_Source data_

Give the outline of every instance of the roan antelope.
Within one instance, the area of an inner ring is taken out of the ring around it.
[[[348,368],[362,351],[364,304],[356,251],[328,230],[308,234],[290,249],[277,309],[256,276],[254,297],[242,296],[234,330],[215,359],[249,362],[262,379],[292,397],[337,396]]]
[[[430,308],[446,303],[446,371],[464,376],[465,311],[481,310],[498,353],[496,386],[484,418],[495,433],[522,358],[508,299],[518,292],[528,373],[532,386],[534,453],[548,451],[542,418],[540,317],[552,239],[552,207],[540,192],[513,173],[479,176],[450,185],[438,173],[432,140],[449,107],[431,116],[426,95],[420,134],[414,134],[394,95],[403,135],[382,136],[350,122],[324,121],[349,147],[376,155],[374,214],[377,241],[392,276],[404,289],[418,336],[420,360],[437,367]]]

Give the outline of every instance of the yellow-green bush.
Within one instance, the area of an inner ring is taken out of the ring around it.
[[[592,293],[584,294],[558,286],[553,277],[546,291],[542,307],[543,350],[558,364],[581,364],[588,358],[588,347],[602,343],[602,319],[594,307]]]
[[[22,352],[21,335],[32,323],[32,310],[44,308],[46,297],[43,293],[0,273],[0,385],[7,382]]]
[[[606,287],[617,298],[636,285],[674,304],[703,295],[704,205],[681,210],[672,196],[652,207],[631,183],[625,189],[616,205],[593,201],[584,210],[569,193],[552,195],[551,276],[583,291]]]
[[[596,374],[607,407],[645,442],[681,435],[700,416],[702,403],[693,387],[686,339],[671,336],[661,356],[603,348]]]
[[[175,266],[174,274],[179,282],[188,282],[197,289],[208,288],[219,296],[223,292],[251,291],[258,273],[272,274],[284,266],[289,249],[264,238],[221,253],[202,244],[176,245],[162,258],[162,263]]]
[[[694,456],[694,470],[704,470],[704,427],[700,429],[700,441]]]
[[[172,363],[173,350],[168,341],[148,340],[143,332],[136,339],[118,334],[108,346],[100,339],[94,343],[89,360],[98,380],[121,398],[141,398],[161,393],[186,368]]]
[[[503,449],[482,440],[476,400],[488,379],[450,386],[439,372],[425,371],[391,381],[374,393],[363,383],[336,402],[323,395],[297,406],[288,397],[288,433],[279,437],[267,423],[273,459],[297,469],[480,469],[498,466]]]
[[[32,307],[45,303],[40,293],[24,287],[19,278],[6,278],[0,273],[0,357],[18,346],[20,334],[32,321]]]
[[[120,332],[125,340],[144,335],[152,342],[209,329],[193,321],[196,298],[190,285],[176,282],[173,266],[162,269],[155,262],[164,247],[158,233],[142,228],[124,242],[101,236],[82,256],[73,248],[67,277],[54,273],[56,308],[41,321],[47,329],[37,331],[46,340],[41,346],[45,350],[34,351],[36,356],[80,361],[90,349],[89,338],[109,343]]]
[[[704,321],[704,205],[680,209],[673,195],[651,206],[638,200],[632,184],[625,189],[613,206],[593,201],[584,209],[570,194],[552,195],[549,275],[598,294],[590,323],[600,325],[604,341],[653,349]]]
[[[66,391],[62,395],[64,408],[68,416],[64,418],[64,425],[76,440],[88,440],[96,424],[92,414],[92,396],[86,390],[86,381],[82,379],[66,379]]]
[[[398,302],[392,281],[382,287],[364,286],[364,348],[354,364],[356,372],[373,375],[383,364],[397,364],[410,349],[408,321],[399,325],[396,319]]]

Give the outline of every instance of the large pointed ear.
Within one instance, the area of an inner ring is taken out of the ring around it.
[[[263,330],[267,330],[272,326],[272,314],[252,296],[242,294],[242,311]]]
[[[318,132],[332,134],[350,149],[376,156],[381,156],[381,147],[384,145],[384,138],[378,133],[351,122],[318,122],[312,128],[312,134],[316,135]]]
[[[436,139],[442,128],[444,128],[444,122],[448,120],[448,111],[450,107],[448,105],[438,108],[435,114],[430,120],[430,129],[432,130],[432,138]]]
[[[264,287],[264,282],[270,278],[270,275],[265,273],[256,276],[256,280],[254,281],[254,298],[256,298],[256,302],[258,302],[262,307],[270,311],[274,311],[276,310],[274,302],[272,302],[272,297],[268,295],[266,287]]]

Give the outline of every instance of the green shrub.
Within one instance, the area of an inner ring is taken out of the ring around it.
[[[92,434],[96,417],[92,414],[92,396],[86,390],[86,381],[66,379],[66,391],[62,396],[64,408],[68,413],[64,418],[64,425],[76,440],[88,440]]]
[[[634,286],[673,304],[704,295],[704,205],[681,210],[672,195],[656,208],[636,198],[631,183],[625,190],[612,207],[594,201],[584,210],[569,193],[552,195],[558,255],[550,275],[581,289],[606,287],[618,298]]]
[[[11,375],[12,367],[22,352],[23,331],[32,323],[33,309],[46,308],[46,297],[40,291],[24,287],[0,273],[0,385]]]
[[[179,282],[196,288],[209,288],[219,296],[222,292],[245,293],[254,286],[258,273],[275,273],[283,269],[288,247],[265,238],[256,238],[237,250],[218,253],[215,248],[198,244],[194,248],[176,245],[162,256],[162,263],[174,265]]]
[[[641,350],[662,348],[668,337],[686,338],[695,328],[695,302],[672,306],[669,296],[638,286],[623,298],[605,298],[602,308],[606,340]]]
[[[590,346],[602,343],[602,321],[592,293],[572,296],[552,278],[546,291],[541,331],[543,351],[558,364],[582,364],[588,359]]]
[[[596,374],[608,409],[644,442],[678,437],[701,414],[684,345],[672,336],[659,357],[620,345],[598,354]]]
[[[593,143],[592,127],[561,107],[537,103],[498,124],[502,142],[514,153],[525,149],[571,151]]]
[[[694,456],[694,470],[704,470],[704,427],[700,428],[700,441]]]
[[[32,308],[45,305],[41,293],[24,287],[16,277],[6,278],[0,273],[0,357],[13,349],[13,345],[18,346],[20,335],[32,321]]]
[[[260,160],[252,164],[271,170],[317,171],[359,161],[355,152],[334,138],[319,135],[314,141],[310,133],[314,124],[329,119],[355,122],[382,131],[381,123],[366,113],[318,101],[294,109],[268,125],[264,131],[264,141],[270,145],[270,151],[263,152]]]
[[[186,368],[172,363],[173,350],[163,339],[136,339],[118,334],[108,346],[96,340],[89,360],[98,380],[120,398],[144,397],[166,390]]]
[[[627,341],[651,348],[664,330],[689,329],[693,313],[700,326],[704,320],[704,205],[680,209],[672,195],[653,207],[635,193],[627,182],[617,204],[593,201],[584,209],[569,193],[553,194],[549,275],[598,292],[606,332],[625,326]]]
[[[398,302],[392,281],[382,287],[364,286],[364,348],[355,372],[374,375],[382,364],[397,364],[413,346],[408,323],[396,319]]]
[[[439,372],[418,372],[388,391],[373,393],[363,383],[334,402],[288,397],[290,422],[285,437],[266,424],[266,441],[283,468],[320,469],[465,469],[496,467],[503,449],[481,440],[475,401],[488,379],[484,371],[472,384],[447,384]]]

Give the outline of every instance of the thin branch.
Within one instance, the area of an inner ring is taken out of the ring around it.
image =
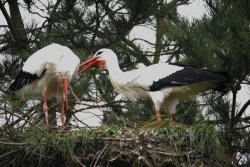
[[[97,157],[97,159],[96,159],[96,161],[95,161],[94,167],[96,166],[96,164],[97,164],[97,162],[98,162],[100,156],[101,156],[102,153],[104,152],[104,150],[106,150],[107,146],[108,146],[108,144],[105,145],[105,147],[102,149],[102,151],[101,151],[100,154],[98,155],[98,157]]]
[[[7,110],[6,108],[0,107],[0,109],[1,109],[1,110],[4,110],[5,112],[7,112],[7,113],[9,113],[9,114],[11,114],[11,115],[14,115],[14,116],[18,117],[18,118],[21,119],[21,120],[24,120],[25,122],[28,122],[30,125],[36,127],[36,128],[39,129],[41,132],[43,132],[43,133],[45,133],[46,135],[48,135],[47,132],[45,132],[44,130],[42,130],[40,127],[38,127],[38,126],[35,125],[34,123],[30,122],[29,120],[27,120],[27,119],[25,119],[25,118],[23,118],[23,117],[21,117],[21,116],[15,114],[15,113],[9,111],[9,110]]]

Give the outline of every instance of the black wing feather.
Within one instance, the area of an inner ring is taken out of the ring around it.
[[[184,68],[165,78],[154,81],[150,86],[150,91],[157,91],[166,86],[182,86],[208,80],[219,81],[218,87],[215,89],[218,91],[224,91],[226,89],[225,83],[229,83],[231,80],[225,71],[199,69],[195,68],[194,66],[182,65],[178,63],[169,64]]]
[[[42,75],[40,77],[42,77],[45,72],[46,69],[43,70]],[[15,78],[15,81],[10,85],[9,90],[13,91],[19,90],[25,85],[39,79],[40,77],[38,77],[36,74],[30,74],[22,70]]]

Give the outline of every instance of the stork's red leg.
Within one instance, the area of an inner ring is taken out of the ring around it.
[[[46,126],[49,125],[49,107],[48,107],[48,104],[47,104],[47,92],[44,91],[43,93],[44,95],[44,102],[43,102],[43,111],[45,112],[45,122],[46,122]]]
[[[159,109],[156,109],[156,119],[158,121],[158,123],[161,123],[161,113]]]
[[[62,98],[62,106],[61,106],[61,121],[62,121],[62,126],[64,126],[64,98]]]
[[[171,123],[172,125],[175,125],[173,116],[172,116],[171,112],[169,111],[169,109],[167,109],[167,112],[168,112],[168,117],[169,117],[170,123]]]

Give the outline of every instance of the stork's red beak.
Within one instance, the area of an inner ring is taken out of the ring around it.
[[[79,67],[82,67],[82,66],[84,66],[85,64],[88,64],[88,63],[90,63],[90,64],[87,67],[85,67],[83,70],[81,70],[79,73],[77,73],[76,75],[80,75],[80,74],[84,73],[90,67],[93,67],[96,62],[97,62],[97,58],[96,57],[92,57],[92,58],[86,60],[85,62],[83,62],[82,64],[80,64]]]
[[[62,85],[63,85],[63,94],[66,102],[66,109],[68,110],[69,105],[68,105],[68,79],[63,78],[62,79]]]

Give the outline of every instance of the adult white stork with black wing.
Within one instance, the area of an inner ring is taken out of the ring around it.
[[[226,91],[230,77],[226,72],[199,69],[193,66],[160,63],[133,71],[123,72],[116,54],[110,49],[100,49],[94,57],[80,64],[90,63],[77,75],[90,67],[104,67],[109,72],[114,89],[131,101],[139,98],[151,99],[155,105],[157,120],[161,122],[160,107],[168,112],[171,123],[172,114],[179,100],[191,99],[200,91],[215,89]]]
[[[43,97],[47,126],[47,99],[53,96],[62,98],[61,121],[64,126],[64,102],[68,110],[68,84],[78,71],[79,64],[80,59],[68,47],[59,44],[48,45],[27,59],[9,89],[27,95],[30,99]]]

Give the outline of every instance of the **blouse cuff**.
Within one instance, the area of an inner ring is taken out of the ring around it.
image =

_Given exercise_
Arrange everything from the line containing "Give the outline of every instance of the adult" down to the end of the records as a JSON list of strings, one string per line, with blank lines left out.

_Answer to the problem_
[
  "Give the outline of every instance of the adult white stork with black wing.",
  "Within one instance, the area of an inner ring is taken out of the ring around it.",
  "[[[226,91],[230,77],[226,72],[199,69],[193,66],[160,63],[133,71],[123,72],[116,54],[110,49],[100,49],[94,57],[80,64],[90,63],[77,75],[90,67],[104,67],[109,72],[114,89],[131,101],[139,98],[151,99],[155,105],[157,120],[161,122],[160,107],[168,112],[171,123],[172,114],[179,100],[191,99],[200,91],[215,89]]]",
  "[[[43,97],[47,126],[47,99],[53,96],[62,98],[61,121],[64,126],[64,102],[68,110],[68,84],[78,71],[79,64],[80,59],[68,47],[59,44],[48,45],[27,59],[9,89],[27,95],[30,99]]]",
  "Give the outline of every instance of the **blouse cuff**.",
  "Within one instance, the area of an inner ring is taken out of the ring around it.",
  "image ="
]